▶ Challenge: Locate the line containing "Identify the dark trousers", then please write out that line and all the lines below it in the entries exactly.

▶ Data supplied:
· · · · · · ·

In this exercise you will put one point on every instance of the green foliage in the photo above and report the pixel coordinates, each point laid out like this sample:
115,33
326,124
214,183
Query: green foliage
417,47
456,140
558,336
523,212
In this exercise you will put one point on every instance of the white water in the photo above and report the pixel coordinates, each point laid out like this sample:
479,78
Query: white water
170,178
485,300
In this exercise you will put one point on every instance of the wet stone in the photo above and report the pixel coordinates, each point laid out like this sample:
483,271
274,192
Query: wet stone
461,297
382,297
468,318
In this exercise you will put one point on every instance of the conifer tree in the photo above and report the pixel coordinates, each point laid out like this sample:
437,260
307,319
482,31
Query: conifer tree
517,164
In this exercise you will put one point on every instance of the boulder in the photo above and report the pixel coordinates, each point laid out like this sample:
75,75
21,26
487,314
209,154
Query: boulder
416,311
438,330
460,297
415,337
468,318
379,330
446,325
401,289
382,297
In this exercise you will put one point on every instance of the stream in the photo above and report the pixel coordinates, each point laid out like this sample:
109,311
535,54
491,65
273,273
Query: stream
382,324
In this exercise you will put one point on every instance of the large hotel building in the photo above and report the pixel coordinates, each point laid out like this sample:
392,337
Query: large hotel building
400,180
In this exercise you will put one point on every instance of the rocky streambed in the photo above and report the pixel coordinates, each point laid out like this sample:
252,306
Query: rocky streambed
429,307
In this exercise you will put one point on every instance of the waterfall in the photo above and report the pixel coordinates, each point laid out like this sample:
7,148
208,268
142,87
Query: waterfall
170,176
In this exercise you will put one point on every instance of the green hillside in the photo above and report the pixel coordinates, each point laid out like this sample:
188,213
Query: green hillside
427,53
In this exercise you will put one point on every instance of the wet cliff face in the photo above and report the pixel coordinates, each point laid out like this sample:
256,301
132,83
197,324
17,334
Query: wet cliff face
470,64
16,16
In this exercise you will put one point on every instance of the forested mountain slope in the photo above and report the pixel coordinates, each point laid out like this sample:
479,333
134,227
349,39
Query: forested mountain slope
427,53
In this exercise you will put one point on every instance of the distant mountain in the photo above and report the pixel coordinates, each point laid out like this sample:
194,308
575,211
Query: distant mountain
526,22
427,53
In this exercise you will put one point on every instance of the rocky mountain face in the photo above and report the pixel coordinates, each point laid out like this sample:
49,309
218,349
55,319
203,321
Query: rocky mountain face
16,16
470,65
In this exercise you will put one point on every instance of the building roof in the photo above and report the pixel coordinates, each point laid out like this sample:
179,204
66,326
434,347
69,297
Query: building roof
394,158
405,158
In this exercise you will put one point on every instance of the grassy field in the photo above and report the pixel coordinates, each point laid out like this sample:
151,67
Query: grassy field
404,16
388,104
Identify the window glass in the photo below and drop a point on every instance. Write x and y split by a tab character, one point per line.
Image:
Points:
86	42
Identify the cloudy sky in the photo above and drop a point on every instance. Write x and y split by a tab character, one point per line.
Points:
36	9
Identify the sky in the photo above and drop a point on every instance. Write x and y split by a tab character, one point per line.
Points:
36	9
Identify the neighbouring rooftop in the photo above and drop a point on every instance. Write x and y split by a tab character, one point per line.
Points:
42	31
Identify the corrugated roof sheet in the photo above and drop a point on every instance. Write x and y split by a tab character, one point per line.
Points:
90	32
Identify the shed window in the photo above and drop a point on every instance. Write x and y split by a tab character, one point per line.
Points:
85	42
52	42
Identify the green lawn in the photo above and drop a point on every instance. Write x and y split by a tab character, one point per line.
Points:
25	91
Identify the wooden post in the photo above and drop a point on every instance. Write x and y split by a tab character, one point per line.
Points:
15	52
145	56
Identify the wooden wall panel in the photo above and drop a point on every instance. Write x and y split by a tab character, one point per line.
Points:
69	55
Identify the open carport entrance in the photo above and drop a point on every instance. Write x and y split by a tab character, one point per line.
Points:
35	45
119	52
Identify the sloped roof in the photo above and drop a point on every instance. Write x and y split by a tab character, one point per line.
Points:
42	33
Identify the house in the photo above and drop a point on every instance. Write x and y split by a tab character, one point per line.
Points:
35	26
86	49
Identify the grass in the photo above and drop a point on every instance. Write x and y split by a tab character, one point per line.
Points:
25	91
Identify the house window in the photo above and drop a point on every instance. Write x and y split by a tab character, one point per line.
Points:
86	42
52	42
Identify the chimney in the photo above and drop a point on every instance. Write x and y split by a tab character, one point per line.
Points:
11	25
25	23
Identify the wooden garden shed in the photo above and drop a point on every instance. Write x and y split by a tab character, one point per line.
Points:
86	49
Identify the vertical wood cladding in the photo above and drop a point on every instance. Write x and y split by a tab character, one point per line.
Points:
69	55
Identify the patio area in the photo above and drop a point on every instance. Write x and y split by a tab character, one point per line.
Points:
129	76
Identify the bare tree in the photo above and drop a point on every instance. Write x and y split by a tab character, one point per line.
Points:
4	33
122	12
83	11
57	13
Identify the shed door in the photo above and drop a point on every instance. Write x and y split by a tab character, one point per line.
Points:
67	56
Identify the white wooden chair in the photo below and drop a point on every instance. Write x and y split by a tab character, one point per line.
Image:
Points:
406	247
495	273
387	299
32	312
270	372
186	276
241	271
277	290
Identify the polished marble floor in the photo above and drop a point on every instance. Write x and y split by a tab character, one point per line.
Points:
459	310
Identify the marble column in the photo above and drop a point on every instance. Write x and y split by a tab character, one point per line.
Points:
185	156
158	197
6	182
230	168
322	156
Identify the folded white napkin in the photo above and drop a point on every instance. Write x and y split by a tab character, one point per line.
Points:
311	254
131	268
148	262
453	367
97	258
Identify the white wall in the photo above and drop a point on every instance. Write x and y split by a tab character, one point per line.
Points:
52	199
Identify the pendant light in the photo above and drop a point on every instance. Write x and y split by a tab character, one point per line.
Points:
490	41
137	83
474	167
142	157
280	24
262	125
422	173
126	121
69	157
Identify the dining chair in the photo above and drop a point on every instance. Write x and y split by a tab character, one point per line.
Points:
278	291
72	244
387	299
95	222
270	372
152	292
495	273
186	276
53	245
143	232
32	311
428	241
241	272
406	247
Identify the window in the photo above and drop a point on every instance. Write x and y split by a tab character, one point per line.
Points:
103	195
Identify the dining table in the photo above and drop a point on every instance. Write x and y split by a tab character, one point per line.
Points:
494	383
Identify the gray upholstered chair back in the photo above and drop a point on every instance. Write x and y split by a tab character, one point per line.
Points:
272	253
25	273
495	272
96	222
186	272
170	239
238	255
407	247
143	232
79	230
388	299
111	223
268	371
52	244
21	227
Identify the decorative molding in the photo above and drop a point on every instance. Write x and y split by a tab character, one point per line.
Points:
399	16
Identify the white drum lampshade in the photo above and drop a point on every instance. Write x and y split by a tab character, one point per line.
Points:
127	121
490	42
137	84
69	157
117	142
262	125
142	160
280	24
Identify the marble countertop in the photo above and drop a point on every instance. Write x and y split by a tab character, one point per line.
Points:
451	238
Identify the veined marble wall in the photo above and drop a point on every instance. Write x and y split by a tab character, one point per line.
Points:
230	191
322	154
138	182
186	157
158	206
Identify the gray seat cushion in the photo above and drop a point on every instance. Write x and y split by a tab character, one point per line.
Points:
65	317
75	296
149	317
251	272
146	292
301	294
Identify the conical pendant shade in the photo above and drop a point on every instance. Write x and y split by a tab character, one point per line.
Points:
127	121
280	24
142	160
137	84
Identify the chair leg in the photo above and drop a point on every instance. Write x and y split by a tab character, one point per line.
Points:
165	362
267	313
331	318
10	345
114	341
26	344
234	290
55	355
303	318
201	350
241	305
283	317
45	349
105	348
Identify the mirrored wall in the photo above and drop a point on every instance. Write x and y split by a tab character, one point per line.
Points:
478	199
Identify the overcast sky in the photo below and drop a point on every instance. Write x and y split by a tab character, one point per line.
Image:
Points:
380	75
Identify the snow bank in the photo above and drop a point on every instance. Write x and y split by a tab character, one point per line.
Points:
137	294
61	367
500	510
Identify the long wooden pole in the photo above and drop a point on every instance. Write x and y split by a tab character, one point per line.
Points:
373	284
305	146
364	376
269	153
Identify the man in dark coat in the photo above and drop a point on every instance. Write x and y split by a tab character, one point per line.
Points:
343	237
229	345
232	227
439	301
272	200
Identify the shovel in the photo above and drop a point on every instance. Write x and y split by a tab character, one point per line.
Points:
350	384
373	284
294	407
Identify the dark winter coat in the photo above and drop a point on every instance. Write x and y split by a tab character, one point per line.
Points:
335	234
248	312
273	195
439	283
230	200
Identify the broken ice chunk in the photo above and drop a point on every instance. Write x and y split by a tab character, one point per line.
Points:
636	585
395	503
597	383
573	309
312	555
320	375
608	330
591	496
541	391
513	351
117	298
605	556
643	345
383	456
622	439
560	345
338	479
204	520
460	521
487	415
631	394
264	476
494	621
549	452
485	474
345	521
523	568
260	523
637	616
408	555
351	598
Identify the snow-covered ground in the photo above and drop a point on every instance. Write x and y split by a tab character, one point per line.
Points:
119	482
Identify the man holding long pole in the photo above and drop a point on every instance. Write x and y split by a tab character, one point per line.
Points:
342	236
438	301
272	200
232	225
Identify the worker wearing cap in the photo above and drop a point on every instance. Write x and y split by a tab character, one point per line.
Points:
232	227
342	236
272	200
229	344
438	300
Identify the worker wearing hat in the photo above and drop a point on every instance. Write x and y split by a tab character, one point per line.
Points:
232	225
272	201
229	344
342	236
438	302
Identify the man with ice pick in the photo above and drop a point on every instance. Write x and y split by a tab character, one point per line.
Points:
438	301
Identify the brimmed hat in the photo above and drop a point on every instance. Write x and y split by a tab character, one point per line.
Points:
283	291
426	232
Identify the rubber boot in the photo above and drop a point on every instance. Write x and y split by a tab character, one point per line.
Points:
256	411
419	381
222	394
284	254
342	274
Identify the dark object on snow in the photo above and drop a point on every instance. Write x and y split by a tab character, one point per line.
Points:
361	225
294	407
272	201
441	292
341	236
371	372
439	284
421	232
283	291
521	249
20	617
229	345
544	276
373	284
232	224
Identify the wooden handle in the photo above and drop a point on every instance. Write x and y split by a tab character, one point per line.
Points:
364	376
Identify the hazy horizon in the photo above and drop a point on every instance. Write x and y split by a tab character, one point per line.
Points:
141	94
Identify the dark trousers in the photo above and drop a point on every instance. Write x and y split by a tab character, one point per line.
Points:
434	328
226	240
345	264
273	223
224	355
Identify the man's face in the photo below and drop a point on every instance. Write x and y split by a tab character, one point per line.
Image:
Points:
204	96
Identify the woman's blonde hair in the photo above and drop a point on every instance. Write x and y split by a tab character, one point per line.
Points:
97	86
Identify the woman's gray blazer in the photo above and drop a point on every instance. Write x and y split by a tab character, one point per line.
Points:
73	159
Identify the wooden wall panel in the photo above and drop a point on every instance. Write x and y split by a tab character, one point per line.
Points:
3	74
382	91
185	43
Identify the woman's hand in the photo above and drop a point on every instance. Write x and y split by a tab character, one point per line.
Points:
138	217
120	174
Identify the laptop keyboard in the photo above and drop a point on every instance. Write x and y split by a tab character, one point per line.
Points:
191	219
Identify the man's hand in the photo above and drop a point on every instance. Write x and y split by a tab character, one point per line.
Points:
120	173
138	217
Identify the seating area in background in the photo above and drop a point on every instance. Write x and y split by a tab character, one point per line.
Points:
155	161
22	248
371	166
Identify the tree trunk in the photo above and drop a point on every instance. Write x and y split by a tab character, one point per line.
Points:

· · · · · · ·

▶ Response to the exercise:
Identify the dark trousers in the photo above and drop a point on every instance. Write x and y split by a tab character, one point per line.
Points:
434	328
226	240
345	264
273	223
224	355
Identify the man's face in the photo below and drop a point on every instance. Write x and y split by a tab character, one point per line.
Image:
Points:
204	96
Identify the woman's blonde hair in the photo above and drop a point on every instance. Write x and y split by a tab character, one point per line.
Points:
97	86
Identify the woman's gray blazer in the photo above and drop a point on every instance. Write x and y split by a tab character, one point per line.
Points:
73	159
Identify the wooden wall panel in the photo above and drop a point on every instance. Write x and y split by a tab character, one point per line.
Points:
3	74
382	91
185	43
Identify the woman's hand in the photo above and drop a point on every instance. Write x and y split by a tab character, one point per line.
Points:
138	217
120	174
Identify the laptop keyboard in the photo above and drop a point on every instance. Write x and y split by a tab character, one point per line.
Points:
191	219
Identify the man's hand in the photo above and drop a point on every instance. Write x and y split by a tab character, one point per line.
Points:
120	173
138	217
Identify the seating area in background in the photo above and drop a point on every instance. Write x and y split by a tab character, one point per line.
Points:
155	161
22	248
371	166
Identify the tree trunk in the photo above and drop a point on every instance. Write x and y split by a tab character, one point per line.
Points:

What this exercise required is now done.